What is expected:
Reproduce verbatim the entries below, starting at the line with "Annotate the black" and ending at the line with "68, 50, 73, 107", both included.

Excerpted records:
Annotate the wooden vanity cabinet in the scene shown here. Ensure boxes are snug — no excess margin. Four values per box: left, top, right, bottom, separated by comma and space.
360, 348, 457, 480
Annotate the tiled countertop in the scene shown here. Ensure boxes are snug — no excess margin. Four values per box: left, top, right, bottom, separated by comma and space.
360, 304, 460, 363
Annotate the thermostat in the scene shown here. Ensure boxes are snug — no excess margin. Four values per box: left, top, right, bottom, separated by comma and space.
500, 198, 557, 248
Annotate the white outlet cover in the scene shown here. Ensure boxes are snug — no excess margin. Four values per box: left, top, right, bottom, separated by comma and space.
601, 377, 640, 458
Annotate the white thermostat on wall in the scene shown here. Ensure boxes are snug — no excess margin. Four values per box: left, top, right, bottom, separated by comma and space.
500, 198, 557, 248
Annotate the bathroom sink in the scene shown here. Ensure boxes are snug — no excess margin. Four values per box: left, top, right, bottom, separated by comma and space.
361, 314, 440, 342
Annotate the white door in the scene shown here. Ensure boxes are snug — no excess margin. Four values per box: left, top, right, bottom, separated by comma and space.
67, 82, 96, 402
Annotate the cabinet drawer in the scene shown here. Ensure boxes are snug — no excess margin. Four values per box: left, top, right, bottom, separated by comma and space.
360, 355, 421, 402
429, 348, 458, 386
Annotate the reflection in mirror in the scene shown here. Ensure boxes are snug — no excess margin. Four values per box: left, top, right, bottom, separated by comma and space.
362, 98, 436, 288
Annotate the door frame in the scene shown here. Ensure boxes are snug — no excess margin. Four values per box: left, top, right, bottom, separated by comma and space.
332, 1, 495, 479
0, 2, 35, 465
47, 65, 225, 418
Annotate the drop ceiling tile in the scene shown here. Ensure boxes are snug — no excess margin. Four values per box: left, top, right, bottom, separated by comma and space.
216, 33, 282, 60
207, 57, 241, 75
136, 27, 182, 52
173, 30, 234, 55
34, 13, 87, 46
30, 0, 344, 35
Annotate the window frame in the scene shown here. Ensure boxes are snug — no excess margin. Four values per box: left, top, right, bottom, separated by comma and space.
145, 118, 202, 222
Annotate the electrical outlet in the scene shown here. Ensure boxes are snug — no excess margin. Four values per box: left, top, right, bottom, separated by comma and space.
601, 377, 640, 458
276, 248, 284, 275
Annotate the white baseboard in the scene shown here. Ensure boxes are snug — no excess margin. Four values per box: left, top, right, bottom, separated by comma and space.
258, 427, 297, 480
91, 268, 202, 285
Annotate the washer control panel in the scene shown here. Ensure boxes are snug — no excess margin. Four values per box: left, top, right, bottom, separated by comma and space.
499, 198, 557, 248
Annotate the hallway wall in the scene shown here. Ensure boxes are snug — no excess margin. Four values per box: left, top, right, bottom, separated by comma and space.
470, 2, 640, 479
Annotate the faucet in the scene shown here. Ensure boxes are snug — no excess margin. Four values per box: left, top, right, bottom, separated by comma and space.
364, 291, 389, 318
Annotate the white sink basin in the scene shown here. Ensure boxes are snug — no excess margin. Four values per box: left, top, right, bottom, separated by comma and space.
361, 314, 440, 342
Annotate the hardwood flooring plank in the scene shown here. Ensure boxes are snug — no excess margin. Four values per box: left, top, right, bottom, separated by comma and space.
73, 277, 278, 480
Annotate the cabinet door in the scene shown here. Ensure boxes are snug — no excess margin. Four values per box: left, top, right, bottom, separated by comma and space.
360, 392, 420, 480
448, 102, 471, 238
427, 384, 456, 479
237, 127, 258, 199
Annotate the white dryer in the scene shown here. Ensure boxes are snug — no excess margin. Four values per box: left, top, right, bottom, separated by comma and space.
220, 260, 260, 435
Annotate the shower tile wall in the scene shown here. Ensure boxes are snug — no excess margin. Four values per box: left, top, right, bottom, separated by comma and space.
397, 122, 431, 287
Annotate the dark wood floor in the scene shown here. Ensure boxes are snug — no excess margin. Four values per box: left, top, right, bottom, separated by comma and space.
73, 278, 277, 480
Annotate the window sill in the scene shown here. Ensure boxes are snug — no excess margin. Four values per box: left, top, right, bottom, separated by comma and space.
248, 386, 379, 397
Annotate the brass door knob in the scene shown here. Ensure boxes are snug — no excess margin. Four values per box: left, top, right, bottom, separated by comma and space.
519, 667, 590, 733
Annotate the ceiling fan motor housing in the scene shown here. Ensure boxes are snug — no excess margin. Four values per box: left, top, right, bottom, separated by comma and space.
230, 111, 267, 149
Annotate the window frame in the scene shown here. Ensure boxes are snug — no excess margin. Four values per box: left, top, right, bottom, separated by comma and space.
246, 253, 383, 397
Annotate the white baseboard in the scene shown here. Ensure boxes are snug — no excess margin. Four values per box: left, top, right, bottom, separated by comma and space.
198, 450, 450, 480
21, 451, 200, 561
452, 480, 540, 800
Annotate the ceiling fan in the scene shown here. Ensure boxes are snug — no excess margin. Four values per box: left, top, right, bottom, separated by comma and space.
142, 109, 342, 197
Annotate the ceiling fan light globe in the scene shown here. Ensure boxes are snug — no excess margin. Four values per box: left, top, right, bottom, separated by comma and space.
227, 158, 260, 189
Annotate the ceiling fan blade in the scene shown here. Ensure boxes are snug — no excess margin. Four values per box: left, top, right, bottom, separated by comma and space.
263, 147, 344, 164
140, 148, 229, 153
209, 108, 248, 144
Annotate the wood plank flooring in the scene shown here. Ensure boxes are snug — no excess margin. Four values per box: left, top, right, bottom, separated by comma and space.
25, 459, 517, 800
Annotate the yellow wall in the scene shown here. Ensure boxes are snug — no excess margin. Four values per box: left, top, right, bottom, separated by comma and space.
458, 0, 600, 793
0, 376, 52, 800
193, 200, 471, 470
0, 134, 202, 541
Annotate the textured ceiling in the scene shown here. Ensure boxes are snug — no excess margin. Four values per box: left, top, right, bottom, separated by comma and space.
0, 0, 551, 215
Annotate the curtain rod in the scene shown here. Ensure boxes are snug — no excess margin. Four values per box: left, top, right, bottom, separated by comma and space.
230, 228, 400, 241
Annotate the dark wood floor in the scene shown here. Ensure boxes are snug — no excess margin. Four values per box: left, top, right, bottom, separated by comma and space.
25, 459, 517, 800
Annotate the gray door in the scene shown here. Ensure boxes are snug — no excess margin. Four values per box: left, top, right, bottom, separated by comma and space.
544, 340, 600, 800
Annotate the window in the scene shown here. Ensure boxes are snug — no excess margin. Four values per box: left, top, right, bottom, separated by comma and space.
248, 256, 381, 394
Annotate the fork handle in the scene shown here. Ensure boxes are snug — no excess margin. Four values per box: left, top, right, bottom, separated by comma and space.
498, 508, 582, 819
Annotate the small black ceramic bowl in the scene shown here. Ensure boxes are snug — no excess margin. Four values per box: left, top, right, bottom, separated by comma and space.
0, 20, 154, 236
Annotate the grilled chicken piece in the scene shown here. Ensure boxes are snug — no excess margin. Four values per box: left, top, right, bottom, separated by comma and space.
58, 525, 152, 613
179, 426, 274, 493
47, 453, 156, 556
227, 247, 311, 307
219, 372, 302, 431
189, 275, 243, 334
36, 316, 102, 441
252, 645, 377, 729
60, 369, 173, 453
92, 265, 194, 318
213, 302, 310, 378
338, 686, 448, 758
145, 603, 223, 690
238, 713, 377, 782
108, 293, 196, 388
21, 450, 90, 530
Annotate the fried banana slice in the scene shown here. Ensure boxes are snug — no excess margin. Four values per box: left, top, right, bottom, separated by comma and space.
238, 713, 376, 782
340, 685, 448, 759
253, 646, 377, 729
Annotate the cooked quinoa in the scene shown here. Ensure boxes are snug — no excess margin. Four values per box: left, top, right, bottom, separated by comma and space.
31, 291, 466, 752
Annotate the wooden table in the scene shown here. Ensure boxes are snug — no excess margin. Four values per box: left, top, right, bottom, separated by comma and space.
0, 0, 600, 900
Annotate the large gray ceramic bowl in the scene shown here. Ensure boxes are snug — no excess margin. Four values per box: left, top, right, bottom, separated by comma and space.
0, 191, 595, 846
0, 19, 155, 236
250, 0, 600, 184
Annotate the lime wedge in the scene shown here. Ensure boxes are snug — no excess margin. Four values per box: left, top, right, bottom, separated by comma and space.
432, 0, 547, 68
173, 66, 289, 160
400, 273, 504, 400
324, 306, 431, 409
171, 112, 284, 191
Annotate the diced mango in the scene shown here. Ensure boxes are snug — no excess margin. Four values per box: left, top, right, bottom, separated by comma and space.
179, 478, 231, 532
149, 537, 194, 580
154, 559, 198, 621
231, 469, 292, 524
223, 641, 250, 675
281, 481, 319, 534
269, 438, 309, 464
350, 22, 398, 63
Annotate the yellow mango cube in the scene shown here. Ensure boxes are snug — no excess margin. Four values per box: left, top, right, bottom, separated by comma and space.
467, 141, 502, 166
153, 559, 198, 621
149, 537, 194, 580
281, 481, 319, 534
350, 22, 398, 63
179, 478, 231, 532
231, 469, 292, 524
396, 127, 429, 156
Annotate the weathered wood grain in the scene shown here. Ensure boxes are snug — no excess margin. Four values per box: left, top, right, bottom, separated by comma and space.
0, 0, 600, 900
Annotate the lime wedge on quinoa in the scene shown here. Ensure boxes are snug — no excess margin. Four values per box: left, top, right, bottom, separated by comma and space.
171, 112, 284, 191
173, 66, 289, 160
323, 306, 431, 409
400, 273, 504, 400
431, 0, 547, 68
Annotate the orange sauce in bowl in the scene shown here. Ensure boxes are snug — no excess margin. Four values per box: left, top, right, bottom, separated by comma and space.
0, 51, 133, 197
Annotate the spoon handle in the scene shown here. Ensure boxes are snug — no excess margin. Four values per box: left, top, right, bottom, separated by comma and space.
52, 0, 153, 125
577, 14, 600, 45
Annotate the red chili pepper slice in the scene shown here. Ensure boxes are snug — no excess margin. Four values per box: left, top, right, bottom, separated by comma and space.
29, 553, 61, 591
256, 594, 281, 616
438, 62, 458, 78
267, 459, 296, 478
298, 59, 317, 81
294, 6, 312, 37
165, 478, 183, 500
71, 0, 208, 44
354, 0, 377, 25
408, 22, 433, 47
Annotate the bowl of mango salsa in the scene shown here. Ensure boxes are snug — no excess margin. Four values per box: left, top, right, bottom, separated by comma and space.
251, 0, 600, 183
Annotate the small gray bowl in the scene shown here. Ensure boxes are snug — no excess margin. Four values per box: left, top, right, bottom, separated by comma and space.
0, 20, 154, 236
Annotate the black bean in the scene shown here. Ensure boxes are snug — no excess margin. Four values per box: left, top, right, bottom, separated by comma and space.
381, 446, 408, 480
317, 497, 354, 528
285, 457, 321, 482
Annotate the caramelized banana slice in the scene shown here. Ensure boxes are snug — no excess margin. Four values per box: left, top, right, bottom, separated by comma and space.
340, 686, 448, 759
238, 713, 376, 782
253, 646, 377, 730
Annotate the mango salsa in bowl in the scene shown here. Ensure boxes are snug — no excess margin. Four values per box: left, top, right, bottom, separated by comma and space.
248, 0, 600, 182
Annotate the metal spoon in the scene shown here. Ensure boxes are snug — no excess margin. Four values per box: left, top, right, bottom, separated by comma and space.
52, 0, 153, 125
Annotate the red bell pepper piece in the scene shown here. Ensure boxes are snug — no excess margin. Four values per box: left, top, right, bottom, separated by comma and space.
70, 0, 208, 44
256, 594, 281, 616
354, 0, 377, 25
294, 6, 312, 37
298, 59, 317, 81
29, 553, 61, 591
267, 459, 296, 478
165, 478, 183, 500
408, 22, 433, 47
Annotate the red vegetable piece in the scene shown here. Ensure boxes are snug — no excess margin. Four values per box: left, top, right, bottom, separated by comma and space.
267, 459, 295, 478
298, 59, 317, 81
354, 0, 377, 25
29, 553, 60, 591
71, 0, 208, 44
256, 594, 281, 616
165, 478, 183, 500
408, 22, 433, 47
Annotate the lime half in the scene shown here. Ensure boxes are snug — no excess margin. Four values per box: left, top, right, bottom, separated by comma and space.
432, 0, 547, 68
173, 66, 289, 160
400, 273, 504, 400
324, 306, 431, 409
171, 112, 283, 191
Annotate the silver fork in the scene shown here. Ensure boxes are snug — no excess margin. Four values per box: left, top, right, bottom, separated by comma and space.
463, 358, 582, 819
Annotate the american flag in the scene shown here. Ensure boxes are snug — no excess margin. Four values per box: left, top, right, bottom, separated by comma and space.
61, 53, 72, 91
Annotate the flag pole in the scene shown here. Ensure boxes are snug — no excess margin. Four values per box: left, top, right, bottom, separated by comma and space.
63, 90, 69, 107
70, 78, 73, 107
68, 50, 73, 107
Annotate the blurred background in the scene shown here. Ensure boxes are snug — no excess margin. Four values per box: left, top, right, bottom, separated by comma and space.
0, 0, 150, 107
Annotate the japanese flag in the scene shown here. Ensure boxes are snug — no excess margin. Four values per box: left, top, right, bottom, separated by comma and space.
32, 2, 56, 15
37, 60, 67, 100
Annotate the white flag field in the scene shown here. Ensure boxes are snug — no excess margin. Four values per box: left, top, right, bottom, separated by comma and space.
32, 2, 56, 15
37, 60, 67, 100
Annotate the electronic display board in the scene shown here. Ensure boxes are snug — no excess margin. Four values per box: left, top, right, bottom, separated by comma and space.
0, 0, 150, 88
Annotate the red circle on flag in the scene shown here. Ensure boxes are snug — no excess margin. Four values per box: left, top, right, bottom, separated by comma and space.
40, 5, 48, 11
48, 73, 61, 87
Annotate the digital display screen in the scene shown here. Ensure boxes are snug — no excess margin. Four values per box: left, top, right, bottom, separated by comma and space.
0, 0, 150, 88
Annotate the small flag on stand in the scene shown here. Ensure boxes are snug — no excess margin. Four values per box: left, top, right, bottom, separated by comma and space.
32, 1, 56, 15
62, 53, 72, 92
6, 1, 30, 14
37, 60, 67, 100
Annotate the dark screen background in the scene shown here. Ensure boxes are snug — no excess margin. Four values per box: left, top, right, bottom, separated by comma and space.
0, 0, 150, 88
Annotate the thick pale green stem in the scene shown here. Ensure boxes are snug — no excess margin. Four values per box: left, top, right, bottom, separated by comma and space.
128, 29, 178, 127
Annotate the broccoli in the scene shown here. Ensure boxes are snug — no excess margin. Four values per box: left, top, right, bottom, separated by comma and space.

Response to the exercise:
Annotate the black bean in the scene shown here. Ensure boxes are snug — no excess margin. Four values per box: left, top, right, bottom, separated by comma and space.
381, 446, 408, 480
317, 497, 354, 528
285, 457, 321, 482
Annotate the caramelized banana slice in the scene shown here. Ensure boxes are snug — no excess margin. Four values per box: left, top, right, bottom, separated by comma and space.
340, 686, 448, 759
238, 713, 376, 782
253, 646, 377, 730
Annotate the mango salsa in bowl in the scene shown here. Ensure boxes are snug — no excess margin. Four values per box: left, top, right, bottom, separated by comma and space.
248, 0, 600, 182
Annotate the metal spoon in the scene shown here. Ensure boxes are snug — no excess margin. Four values per box: left, top, right, bottom, separated by comma and space.
52, 0, 153, 125
Annotate the red bell pepper piece in the scene shown here. Ensure boxes are snug — no excess margin. Four values per box: left, top, right, bottom, separated by comma and space.
70, 0, 208, 44
256, 594, 281, 616
354, 0, 377, 25
294, 6, 312, 37
298, 59, 317, 81
29, 553, 61, 591
267, 459, 296, 478
165, 478, 183, 500
408, 22, 433, 47
Annotate the red vegetable piece in the scene shown here. Ensure boxes are snug — no excess margin. Four values per box: left, top, right, bottom, separated by comma and space.
267, 459, 295, 478
298, 59, 317, 81
354, 0, 377, 25
29, 553, 60, 591
71, 0, 208, 44
256, 594, 281, 616
165, 478, 183, 500
408, 22, 433, 47
Annotate the lime half in the scene shown here. Ensure boxes are snug — no excess margin. Four values per box: left, top, right, bottom, separated by comma and space.
432, 0, 547, 68
173, 66, 289, 160
400, 273, 504, 400
324, 306, 431, 409
171, 112, 283, 191
Annotate the silver fork in the scene shown here. Ensure boxes are snug — no excess margin. Four values per box: left, top, right, bottom, separated by comma and space.
463, 358, 582, 819
Annotate the american flag in the scene shown here. Ensure boxes are snug — no excess margin. Four values per box: left, top, right, bottom, separated by comma and space.
61, 53, 72, 91
Annotate the flag pole in the scene shown here. Ensure boxes are snug — no excess margin. Four values per box: left, top, right, bottom, separated by comma and space.
63, 90, 69, 107
70, 78, 73, 107
68, 50, 73, 107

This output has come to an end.